• [Exercises]
1: In the passage on the mafia in the sulphur-mines, what does the capo-mafioso take from the others as tribute?
2: List every office that the passage on the mafia in the sulphur-mines names for a recognised trade union.

• [Document excerpt]
The mafia is not like the Neapolitan Camorra, it is not an organised society such as one reads about in books for boys, nor is it a recognised trade union with a president, secretary, officers and so on. It is rather an esprit de corps, and no more a secret society than omertÀ is a secret society; nevertheless, they speak of the mafia as being more highly organised in some districts than in others, and there are secret societies whose members are mafiosi, so that for a foreigner to speak of the mafia as a secret society would appear to be an excusable error.
Among every collection of men, and even in a herd of bullocks, one is always the acknowledged leader, and in a sulphur-mine it naturally happens that one man has a more dominating personality, more prepotenza, than any of the others; this capo-mafioso takes the lead and is king. When, as often happens, he is a man with a respect for law and order, willing to be useful to the managers, the mafia can and does supplement in an amateur fashion the deficiencies of professional justice. If Giovanni Grasso were really a worker in a sulphur-mine, as he sometimes appears to be on the stage, he would certainly take the lead, and no one who knows him will believe that he could ever be capable of a bad action. But few men can safely be trusted with absolute power. Sometimes this capo-mafioso is a villain who glories in a record of crime, a brow-beating bully who will stick at nothing. Here is a situation for a melodrama—the Wicked Despot. He does as he chooses with those around him, who fear lest he should treat them as Don TotÒ treated Don Andrea before the opening of OmertÀ, and as he treats Saru in the course of the play; and they not only fear, they also admire an unscrupulousness of which they feel themselves to be incapable. They refer their disputes to him and execute his orders. They do not pay him money for adjudicating between them, it is enough for him to have the satisfaction of being asked to arbitrate and, by giving his decision and seeing that it is carried out, he consolidates his power. But he exacts from them a percentage of their winnings at cards as tribute, and they pay it willingly so as to keep on good terms with him. Of course, under the throne of any of these tyrants, among those who have sufficient daring, conspiracies are continually surging and, sooner or later, whether he is a good or a bad man, he has to give way to a stronger—perhaps a fresh arrival, who takes the public fancy. Sometimes there are two with apparently an equal power of dominating; they agree not to quarrel openly, but, between themselves, each is on the look-out for an opportunity to annihilate the other’s influence.

• [Entries supplied]
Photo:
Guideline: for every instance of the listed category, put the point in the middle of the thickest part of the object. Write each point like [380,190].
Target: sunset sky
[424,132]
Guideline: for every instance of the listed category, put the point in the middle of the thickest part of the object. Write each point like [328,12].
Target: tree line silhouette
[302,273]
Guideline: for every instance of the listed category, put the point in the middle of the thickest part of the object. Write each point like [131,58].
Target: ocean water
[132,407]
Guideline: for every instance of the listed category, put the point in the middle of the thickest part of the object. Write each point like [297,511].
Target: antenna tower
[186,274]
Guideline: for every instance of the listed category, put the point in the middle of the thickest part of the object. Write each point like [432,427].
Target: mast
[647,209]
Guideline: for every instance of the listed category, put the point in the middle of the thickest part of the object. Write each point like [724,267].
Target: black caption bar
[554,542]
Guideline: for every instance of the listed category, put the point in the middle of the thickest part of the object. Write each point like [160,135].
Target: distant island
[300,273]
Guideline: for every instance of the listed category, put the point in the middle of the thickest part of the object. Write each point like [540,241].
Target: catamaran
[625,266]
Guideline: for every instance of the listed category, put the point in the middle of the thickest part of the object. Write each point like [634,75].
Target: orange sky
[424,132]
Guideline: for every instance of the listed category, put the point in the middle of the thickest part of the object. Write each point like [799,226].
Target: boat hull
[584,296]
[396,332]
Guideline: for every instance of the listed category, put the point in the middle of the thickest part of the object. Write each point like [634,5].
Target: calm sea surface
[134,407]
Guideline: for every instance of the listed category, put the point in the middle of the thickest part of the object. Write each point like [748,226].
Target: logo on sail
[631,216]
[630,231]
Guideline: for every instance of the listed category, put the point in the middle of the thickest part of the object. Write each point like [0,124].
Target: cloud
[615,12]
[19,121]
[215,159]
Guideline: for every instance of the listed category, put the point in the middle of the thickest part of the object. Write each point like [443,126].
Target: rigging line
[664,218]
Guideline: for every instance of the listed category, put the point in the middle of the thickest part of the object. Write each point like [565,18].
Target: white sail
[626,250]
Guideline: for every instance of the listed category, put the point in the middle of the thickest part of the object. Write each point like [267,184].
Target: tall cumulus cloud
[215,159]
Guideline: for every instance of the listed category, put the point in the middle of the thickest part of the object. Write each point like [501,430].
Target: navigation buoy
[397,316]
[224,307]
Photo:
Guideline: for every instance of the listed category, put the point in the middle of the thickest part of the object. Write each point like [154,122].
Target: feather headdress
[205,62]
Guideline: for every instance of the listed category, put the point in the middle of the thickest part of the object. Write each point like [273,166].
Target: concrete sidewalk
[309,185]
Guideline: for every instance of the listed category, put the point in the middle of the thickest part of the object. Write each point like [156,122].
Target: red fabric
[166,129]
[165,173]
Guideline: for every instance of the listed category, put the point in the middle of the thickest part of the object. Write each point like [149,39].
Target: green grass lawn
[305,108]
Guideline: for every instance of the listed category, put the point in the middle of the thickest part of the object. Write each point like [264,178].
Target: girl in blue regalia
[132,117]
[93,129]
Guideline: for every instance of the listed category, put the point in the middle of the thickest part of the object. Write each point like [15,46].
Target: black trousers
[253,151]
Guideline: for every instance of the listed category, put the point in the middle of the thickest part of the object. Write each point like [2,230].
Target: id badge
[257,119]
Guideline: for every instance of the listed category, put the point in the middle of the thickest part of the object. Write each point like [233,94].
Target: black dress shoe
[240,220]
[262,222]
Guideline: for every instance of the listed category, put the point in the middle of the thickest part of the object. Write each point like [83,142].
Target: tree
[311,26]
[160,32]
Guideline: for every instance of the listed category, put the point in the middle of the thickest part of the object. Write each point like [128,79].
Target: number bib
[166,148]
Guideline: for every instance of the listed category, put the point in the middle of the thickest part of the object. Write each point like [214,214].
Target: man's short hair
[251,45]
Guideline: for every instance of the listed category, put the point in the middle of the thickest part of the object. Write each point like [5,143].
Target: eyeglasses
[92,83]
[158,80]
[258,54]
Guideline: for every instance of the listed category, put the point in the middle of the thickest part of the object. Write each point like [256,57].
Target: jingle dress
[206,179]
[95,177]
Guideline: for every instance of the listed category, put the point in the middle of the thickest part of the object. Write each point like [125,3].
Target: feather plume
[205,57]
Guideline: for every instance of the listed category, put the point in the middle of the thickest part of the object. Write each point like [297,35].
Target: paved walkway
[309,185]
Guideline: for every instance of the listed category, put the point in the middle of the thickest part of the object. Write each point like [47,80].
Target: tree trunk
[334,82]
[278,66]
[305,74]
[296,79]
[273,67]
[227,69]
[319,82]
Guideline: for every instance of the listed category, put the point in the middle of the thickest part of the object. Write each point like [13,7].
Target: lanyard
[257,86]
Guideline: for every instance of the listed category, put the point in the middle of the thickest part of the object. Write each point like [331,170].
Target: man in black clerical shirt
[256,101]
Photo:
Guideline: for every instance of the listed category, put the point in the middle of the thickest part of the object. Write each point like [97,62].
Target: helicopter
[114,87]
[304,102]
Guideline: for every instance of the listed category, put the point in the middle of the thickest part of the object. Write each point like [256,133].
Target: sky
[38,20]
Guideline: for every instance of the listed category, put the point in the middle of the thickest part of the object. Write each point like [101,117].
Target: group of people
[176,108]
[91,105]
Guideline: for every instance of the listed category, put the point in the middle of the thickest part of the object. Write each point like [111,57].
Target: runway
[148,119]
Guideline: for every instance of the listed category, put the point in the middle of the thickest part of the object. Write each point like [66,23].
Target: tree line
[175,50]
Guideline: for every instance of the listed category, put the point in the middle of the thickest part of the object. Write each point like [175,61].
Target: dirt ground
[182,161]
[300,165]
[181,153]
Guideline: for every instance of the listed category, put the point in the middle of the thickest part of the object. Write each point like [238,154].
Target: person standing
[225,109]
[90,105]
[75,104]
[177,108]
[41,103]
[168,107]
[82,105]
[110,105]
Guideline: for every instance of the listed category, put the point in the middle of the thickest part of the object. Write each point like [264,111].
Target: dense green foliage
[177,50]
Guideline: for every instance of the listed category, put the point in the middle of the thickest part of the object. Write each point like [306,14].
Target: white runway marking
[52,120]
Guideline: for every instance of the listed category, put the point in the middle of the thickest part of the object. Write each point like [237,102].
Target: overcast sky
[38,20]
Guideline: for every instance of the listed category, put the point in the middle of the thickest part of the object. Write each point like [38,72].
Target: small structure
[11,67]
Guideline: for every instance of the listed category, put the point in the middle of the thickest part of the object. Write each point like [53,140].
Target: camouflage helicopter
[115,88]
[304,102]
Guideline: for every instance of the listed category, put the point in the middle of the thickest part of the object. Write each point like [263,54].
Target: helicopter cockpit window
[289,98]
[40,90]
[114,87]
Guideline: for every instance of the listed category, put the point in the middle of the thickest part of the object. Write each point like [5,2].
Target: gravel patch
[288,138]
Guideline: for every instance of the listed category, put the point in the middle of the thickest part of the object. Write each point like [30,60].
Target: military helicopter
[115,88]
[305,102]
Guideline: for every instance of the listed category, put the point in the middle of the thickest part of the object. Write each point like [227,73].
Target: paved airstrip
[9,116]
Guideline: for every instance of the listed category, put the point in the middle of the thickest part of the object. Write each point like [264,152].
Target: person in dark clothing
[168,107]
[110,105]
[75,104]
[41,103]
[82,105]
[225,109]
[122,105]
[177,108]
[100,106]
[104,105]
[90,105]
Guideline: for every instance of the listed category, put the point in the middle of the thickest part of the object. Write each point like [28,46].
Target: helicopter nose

• [List of answers]
1: A percentage of their winnings at cards.

2: President, secretary, officers